▶ [What this task involves]
Reproduce, unchanged, every line of the listing from the line containing "# test: pointer drops one pin on the utility" through the end of the listing, with both ends included.

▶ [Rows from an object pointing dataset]
┄┄┄┄┄┄┄┄┄┄┄┄┄┄┄┄┄┄┄┄

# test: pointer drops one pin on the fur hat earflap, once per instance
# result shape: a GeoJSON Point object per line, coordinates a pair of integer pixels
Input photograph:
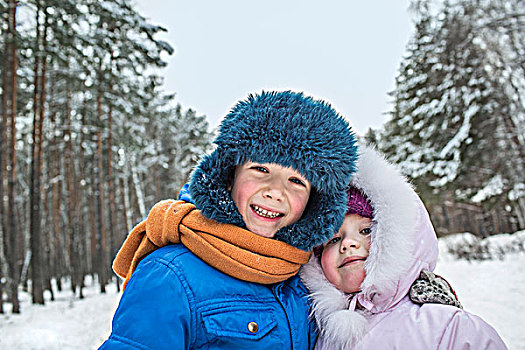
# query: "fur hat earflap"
{"type": "Point", "coordinates": [292, 130]}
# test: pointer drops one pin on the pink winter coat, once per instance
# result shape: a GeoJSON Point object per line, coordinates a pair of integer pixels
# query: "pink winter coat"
{"type": "Point", "coordinates": [403, 243]}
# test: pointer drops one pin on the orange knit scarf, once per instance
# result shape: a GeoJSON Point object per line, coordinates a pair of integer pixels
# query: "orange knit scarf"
{"type": "Point", "coordinates": [235, 251]}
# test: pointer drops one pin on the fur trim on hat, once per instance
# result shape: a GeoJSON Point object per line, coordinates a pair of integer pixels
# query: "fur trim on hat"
{"type": "Point", "coordinates": [291, 130]}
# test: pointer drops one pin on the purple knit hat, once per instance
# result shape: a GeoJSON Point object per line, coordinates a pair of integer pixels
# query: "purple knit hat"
{"type": "Point", "coordinates": [358, 203]}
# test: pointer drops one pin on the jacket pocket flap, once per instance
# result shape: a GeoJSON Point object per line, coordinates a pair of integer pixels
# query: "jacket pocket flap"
{"type": "Point", "coordinates": [239, 321]}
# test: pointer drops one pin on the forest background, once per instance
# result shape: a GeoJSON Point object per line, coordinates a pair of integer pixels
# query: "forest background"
{"type": "Point", "coordinates": [89, 140]}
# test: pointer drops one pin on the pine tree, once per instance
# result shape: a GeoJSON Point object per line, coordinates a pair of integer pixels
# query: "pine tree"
{"type": "Point", "coordinates": [455, 127]}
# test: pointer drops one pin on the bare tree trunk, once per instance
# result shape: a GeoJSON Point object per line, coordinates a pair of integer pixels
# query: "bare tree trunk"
{"type": "Point", "coordinates": [3, 158]}
{"type": "Point", "coordinates": [72, 201]}
{"type": "Point", "coordinates": [56, 195]}
{"type": "Point", "coordinates": [101, 229]}
{"type": "Point", "coordinates": [13, 235]}
{"type": "Point", "coordinates": [111, 189]}
{"type": "Point", "coordinates": [35, 194]}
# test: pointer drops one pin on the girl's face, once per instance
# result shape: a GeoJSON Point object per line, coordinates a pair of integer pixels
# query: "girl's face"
{"type": "Point", "coordinates": [344, 255]}
{"type": "Point", "coordinates": [269, 196]}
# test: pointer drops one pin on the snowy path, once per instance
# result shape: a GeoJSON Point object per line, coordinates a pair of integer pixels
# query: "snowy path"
{"type": "Point", "coordinates": [493, 290]}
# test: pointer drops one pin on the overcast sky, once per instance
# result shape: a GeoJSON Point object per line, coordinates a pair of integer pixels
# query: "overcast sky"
{"type": "Point", "coordinates": [344, 51]}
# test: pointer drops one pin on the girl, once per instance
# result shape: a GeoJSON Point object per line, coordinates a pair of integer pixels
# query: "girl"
{"type": "Point", "coordinates": [360, 279]}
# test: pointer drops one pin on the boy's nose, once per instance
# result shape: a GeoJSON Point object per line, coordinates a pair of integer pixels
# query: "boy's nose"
{"type": "Point", "coordinates": [273, 193]}
{"type": "Point", "coordinates": [348, 243]}
{"type": "Point", "coordinates": [274, 190]}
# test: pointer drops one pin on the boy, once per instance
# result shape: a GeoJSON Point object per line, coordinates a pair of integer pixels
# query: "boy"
{"type": "Point", "coordinates": [361, 279]}
{"type": "Point", "coordinates": [273, 189]}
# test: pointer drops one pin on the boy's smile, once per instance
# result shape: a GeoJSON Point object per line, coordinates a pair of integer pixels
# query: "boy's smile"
{"type": "Point", "coordinates": [343, 257]}
{"type": "Point", "coordinates": [269, 196]}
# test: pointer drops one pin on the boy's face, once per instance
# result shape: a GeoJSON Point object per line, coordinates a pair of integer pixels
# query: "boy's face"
{"type": "Point", "coordinates": [269, 196]}
{"type": "Point", "coordinates": [344, 255]}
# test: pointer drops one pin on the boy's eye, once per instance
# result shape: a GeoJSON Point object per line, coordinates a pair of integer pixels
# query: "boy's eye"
{"type": "Point", "coordinates": [366, 231]}
{"type": "Point", "coordinates": [260, 168]}
{"type": "Point", "coordinates": [334, 240]}
{"type": "Point", "coordinates": [298, 181]}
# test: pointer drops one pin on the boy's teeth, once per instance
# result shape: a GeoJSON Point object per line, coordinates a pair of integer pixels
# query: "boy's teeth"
{"type": "Point", "coordinates": [265, 213]}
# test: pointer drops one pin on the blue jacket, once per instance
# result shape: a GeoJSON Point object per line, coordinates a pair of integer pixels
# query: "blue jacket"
{"type": "Point", "coordinates": [174, 300]}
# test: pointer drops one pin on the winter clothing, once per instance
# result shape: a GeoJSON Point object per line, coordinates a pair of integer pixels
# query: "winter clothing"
{"type": "Point", "coordinates": [403, 243]}
{"type": "Point", "coordinates": [357, 203]}
{"type": "Point", "coordinates": [230, 249]}
{"type": "Point", "coordinates": [292, 130]}
{"type": "Point", "coordinates": [175, 300]}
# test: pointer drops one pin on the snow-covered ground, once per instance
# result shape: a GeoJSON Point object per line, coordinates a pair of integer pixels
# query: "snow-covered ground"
{"type": "Point", "coordinates": [492, 289]}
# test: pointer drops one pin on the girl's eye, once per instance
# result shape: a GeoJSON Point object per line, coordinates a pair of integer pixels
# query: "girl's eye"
{"type": "Point", "coordinates": [334, 240]}
{"type": "Point", "coordinates": [260, 168]}
{"type": "Point", "coordinates": [366, 231]}
{"type": "Point", "coordinates": [297, 181]}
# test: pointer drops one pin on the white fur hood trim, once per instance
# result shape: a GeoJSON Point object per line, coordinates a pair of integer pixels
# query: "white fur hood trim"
{"type": "Point", "coordinates": [403, 243]}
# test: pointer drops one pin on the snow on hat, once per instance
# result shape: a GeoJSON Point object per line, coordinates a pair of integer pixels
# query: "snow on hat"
{"type": "Point", "coordinates": [358, 203]}
{"type": "Point", "coordinates": [292, 130]}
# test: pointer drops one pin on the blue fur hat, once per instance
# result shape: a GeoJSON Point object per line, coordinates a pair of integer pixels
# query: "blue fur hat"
{"type": "Point", "coordinates": [291, 130]}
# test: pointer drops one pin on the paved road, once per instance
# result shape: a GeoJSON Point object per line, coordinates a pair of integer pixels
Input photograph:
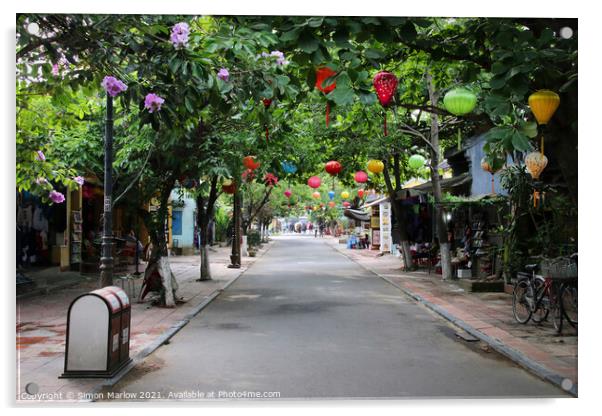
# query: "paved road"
{"type": "Point", "coordinates": [308, 322]}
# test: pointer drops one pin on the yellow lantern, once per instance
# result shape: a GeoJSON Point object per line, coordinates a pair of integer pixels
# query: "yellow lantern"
{"type": "Point", "coordinates": [543, 104]}
{"type": "Point", "coordinates": [536, 162]}
{"type": "Point", "coordinates": [376, 166]}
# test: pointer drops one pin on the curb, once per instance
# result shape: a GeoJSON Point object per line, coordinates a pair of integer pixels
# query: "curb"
{"type": "Point", "coordinates": [514, 355]}
{"type": "Point", "coordinates": [168, 334]}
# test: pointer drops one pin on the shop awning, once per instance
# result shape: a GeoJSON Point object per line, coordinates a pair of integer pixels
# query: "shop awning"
{"type": "Point", "coordinates": [356, 214]}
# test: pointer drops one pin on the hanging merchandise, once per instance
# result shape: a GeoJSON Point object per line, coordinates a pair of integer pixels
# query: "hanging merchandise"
{"type": "Point", "coordinates": [229, 187]}
{"type": "Point", "coordinates": [266, 103]}
{"type": "Point", "coordinates": [543, 104]}
{"type": "Point", "coordinates": [270, 179]}
{"type": "Point", "coordinates": [333, 167]}
{"type": "Point", "coordinates": [415, 162]}
{"type": "Point", "coordinates": [376, 166]}
{"type": "Point", "coordinates": [361, 176]}
{"type": "Point", "coordinates": [460, 101]}
{"type": "Point", "coordinates": [314, 182]}
{"type": "Point", "coordinates": [322, 74]}
{"type": "Point", "coordinates": [385, 84]}
{"type": "Point", "coordinates": [494, 167]}
{"type": "Point", "coordinates": [250, 163]}
{"type": "Point", "coordinates": [536, 162]}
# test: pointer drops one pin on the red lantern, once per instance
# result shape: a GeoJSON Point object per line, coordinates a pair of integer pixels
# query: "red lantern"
{"type": "Point", "coordinates": [333, 167]}
{"type": "Point", "coordinates": [266, 103]}
{"type": "Point", "coordinates": [250, 163]}
{"type": "Point", "coordinates": [314, 182]}
{"type": "Point", "coordinates": [322, 74]}
{"type": "Point", "coordinates": [385, 84]}
{"type": "Point", "coordinates": [361, 176]}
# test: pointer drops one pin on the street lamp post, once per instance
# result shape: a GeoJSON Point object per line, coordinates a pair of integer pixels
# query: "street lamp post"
{"type": "Point", "coordinates": [106, 260]}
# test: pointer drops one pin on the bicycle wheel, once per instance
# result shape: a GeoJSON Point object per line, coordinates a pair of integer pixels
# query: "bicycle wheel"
{"type": "Point", "coordinates": [522, 298]}
{"type": "Point", "coordinates": [543, 309]}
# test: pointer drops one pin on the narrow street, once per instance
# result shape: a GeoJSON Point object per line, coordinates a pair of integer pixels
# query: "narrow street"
{"type": "Point", "coordinates": [307, 322]}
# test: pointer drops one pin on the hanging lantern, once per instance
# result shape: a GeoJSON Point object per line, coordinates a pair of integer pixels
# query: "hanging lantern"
{"type": "Point", "coordinates": [385, 84]}
{"type": "Point", "coordinates": [267, 103]}
{"type": "Point", "coordinates": [322, 74]}
{"type": "Point", "coordinates": [333, 167]}
{"type": "Point", "coordinates": [229, 187]}
{"type": "Point", "coordinates": [361, 176]}
{"type": "Point", "coordinates": [544, 104]}
{"type": "Point", "coordinates": [536, 163]}
{"type": "Point", "coordinates": [288, 167]}
{"type": "Point", "coordinates": [460, 101]}
{"type": "Point", "coordinates": [494, 167]}
{"type": "Point", "coordinates": [376, 166]}
{"type": "Point", "coordinates": [415, 162]}
{"type": "Point", "coordinates": [314, 182]}
{"type": "Point", "coordinates": [270, 179]}
{"type": "Point", "coordinates": [250, 163]}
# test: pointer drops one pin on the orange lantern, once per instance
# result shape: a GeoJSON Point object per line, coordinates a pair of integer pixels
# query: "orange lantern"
{"type": "Point", "coordinates": [544, 104]}
{"type": "Point", "coordinates": [536, 162]}
{"type": "Point", "coordinates": [376, 166]}
{"type": "Point", "coordinates": [250, 163]}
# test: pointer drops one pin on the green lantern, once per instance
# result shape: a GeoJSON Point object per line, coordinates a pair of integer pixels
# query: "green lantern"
{"type": "Point", "coordinates": [460, 101]}
{"type": "Point", "coordinates": [416, 162]}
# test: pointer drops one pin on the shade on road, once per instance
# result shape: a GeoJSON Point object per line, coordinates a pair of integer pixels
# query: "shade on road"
{"type": "Point", "coordinates": [306, 322]}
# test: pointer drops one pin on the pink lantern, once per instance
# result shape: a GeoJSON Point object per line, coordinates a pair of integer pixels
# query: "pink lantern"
{"type": "Point", "coordinates": [314, 182]}
{"type": "Point", "coordinates": [361, 176]}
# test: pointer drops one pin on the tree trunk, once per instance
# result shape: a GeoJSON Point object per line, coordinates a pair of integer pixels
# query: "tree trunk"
{"type": "Point", "coordinates": [204, 214]}
{"type": "Point", "coordinates": [446, 268]}
{"type": "Point", "coordinates": [401, 220]}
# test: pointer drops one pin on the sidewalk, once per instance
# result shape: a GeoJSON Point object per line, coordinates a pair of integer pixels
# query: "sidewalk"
{"type": "Point", "coordinates": [486, 316]}
{"type": "Point", "coordinates": [41, 322]}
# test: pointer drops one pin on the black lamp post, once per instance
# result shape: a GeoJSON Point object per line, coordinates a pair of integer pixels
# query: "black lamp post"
{"type": "Point", "coordinates": [106, 259]}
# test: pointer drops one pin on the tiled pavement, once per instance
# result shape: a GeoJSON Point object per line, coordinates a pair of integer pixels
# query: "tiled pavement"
{"type": "Point", "coordinates": [41, 324]}
{"type": "Point", "coordinates": [489, 313]}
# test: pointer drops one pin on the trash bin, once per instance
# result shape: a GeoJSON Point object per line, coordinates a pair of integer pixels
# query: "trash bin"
{"type": "Point", "coordinates": [98, 334]}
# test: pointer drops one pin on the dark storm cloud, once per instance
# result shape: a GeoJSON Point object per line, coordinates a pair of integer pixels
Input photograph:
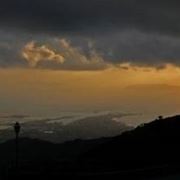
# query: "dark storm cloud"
{"type": "Point", "coordinates": [161, 16]}
{"type": "Point", "coordinates": [140, 32]}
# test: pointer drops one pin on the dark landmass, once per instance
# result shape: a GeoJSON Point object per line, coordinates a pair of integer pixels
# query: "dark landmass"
{"type": "Point", "coordinates": [150, 150]}
{"type": "Point", "coordinates": [86, 128]}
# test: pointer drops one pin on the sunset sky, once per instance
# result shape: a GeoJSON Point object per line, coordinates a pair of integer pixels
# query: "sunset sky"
{"type": "Point", "coordinates": [89, 55]}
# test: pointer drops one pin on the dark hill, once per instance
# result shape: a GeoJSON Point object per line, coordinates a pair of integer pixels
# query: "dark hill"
{"type": "Point", "coordinates": [156, 144]}
{"type": "Point", "coordinates": [150, 149]}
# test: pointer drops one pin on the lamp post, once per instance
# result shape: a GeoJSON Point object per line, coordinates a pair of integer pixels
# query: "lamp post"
{"type": "Point", "coordinates": [17, 128]}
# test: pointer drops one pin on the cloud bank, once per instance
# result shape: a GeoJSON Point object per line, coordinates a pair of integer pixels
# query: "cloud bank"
{"type": "Point", "coordinates": [100, 33]}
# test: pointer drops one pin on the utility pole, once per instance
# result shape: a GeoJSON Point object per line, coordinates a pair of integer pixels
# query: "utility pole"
{"type": "Point", "coordinates": [17, 128]}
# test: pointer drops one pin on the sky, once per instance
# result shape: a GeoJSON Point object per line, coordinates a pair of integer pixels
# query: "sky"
{"type": "Point", "coordinates": [81, 55]}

┄┄┄┄┄┄┄┄┄┄┄┄┄┄┄┄┄┄┄┄

▶ [Answer for this exercise]
# test: pointer drops one pin on the utility pole, once per instance
# result shape: a GeoJSON Point object per line, coordinates a pair of integer pixels
# query: "utility pole"
{"type": "Point", "coordinates": [17, 128]}
# test: pointer drops one pin on the sky, once per instance
# result shape: a GeoJSON Point object per line, coordinates a pair of integer pixels
# query: "sky"
{"type": "Point", "coordinates": [81, 55]}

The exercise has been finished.